#### PROBLEM DETAILS:
Where a line in the records holds "dirt", count it once; return only the final number.

**** GIVEN RECORDS ****

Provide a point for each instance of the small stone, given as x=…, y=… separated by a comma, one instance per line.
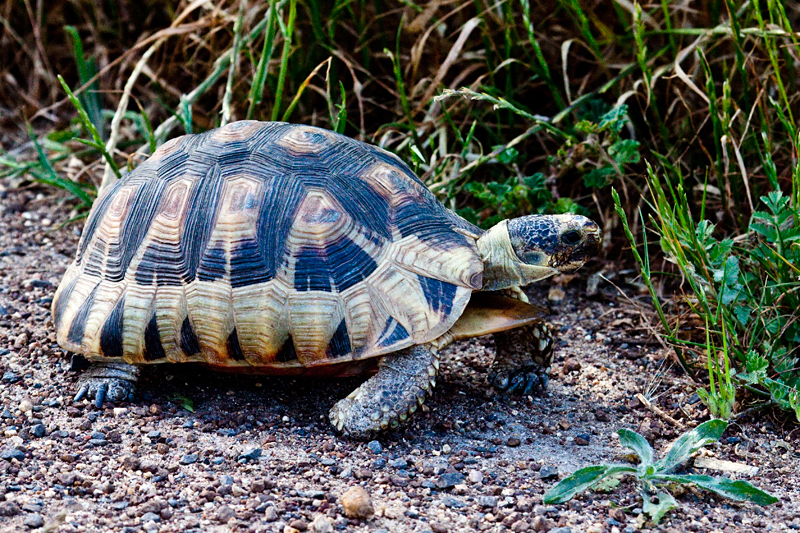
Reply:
x=453, y=503
x=189, y=458
x=250, y=455
x=299, y=525
x=270, y=514
x=519, y=526
x=357, y=503
x=487, y=501
x=438, y=527
x=225, y=513
x=475, y=476
x=322, y=524
x=34, y=520
x=449, y=480
x=548, y=472
x=582, y=439
x=9, y=509
x=25, y=406
x=12, y=453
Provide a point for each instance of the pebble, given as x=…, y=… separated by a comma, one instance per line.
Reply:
x=250, y=455
x=449, y=480
x=270, y=514
x=453, y=503
x=12, y=453
x=34, y=520
x=487, y=501
x=9, y=509
x=357, y=503
x=225, y=513
x=548, y=472
x=322, y=524
x=398, y=463
x=189, y=458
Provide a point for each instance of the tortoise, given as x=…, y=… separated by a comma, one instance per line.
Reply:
x=281, y=249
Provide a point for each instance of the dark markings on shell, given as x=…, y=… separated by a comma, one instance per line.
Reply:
x=282, y=196
x=60, y=305
x=393, y=332
x=189, y=343
x=200, y=218
x=99, y=209
x=234, y=349
x=162, y=262
x=287, y=352
x=153, y=349
x=440, y=294
x=94, y=263
x=135, y=227
x=213, y=263
x=247, y=264
x=340, y=342
x=339, y=265
x=78, y=325
x=111, y=334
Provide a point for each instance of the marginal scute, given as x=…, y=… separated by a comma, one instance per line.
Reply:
x=265, y=245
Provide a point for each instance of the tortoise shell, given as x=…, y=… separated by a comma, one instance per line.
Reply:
x=265, y=245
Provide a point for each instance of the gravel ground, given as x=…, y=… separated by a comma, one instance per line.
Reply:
x=257, y=453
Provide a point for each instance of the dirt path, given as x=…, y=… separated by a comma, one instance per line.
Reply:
x=258, y=453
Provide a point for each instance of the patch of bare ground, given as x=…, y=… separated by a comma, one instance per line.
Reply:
x=258, y=453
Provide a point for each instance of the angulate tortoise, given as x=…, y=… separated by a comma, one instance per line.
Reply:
x=283, y=249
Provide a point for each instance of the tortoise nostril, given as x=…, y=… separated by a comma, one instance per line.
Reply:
x=571, y=238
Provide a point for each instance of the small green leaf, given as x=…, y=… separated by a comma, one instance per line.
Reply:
x=739, y=490
x=583, y=479
x=691, y=441
x=571, y=485
x=637, y=443
x=657, y=510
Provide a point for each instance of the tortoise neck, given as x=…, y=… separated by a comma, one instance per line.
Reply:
x=502, y=268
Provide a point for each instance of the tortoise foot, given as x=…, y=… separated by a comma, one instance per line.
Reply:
x=523, y=360
x=387, y=399
x=114, y=382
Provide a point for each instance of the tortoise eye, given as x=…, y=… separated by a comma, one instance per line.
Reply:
x=571, y=238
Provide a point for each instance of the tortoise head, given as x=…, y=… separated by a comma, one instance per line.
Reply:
x=526, y=249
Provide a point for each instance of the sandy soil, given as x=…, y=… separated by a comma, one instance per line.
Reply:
x=258, y=453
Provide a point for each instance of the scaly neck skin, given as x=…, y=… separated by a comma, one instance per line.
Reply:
x=502, y=268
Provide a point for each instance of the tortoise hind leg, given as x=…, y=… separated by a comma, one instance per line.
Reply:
x=114, y=382
x=390, y=396
x=522, y=362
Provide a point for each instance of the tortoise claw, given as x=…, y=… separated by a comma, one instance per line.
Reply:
x=114, y=382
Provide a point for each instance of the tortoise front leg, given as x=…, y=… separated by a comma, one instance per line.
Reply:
x=522, y=362
x=390, y=396
x=114, y=382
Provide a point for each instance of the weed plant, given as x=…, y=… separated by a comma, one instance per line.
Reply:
x=503, y=108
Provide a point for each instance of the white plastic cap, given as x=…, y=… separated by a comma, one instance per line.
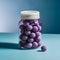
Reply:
x=30, y=14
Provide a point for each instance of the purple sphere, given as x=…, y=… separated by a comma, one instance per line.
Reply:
x=27, y=32
x=32, y=35
x=37, y=34
x=35, y=28
x=30, y=40
x=43, y=48
x=26, y=23
x=29, y=45
x=35, y=44
x=39, y=28
x=29, y=27
x=24, y=37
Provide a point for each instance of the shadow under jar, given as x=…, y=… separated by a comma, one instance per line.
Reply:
x=30, y=29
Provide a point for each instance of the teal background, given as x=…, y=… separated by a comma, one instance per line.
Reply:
x=10, y=14
x=9, y=48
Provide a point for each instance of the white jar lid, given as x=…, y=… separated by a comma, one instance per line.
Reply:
x=30, y=14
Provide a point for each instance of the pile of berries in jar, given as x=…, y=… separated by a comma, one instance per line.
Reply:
x=30, y=29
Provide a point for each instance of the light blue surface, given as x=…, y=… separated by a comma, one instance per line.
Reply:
x=49, y=13
x=52, y=42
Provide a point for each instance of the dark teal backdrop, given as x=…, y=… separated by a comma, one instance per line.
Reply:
x=49, y=10
x=50, y=14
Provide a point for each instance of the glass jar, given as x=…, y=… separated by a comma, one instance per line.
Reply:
x=30, y=29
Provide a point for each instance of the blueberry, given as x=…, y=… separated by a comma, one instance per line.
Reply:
x=43, y=48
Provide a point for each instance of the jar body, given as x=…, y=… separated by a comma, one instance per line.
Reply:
x=30, y=33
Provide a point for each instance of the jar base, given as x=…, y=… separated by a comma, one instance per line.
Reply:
x=23, y=48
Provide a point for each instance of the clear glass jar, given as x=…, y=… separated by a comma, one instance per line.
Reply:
x=30, y=29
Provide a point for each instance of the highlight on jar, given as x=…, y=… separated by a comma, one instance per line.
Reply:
x=30, y=29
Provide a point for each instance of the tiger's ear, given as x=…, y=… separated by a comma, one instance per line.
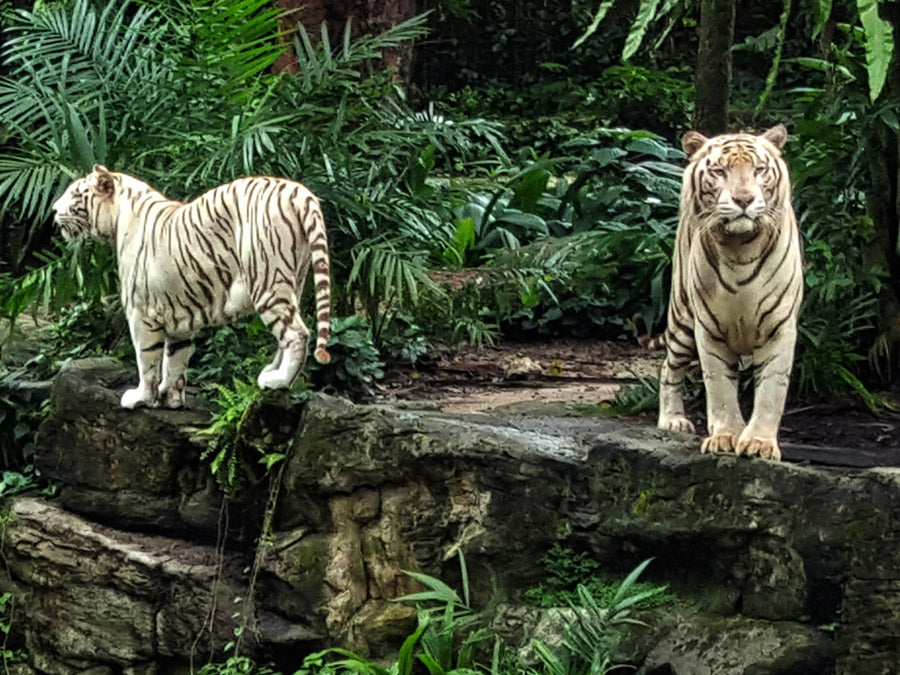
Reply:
x=104, y=185
x=777, y=135
x=693, y=141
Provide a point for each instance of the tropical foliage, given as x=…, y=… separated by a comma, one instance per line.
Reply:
x=530, y=185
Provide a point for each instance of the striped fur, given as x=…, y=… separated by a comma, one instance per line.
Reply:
x=737, y=284
x=242, y=247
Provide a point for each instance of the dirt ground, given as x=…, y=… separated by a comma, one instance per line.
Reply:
x=572, y=376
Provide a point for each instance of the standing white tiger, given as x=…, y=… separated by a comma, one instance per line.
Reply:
x=737, y=284
x=240, y=247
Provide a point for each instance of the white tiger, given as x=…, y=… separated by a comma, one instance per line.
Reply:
x=737, y=283
x=240, y=247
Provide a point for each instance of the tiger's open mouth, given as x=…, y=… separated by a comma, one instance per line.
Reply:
x=740, y=226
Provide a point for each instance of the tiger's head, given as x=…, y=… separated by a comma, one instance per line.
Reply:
x=87, y=205
x=736, y=185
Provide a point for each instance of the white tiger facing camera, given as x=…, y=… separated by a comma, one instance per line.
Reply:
x=737, y=285
x=241, y=247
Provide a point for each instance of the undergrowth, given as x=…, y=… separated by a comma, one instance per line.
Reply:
x=565, y=571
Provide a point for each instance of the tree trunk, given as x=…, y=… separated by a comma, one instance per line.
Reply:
x=367, y=17
x=713, y=75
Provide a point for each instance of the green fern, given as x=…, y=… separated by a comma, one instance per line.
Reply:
x=234, y=406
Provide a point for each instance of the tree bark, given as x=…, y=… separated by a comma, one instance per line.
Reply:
x=713, y=74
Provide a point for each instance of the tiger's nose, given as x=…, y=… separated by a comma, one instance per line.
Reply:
x=742, y=200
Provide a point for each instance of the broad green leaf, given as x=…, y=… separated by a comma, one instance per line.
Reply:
x=530, y=188
x=602, y=10
x=879, y=45
x=645, y=15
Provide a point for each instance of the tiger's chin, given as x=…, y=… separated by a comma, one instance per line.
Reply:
x=740, y=227
x=738, y=231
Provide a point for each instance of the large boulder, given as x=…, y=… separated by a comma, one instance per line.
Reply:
x=781, y=568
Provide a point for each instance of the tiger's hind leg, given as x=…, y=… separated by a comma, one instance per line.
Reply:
x=175, y=360
x=283, y=319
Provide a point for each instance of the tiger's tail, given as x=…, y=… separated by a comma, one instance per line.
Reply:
x=318, y=244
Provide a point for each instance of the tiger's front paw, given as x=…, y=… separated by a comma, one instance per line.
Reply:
x=721, y=442
x=272, y=379
x=675, y=423
x=172, y=399
x=766, y=448
x=134, y=398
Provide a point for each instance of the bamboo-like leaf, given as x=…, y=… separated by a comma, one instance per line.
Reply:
x=822, y=12
x=646, y=13
x=602, y=10
x=879, y=45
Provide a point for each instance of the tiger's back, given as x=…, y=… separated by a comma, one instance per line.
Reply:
x=736, y=288
x=244, y=246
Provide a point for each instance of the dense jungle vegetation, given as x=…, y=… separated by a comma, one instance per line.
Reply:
x=531, y=145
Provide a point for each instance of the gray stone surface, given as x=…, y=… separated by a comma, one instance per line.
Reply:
x=784, y=568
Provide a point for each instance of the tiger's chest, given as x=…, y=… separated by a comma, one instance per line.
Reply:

****

#### RESPONSE TO THE EXERCISE:
2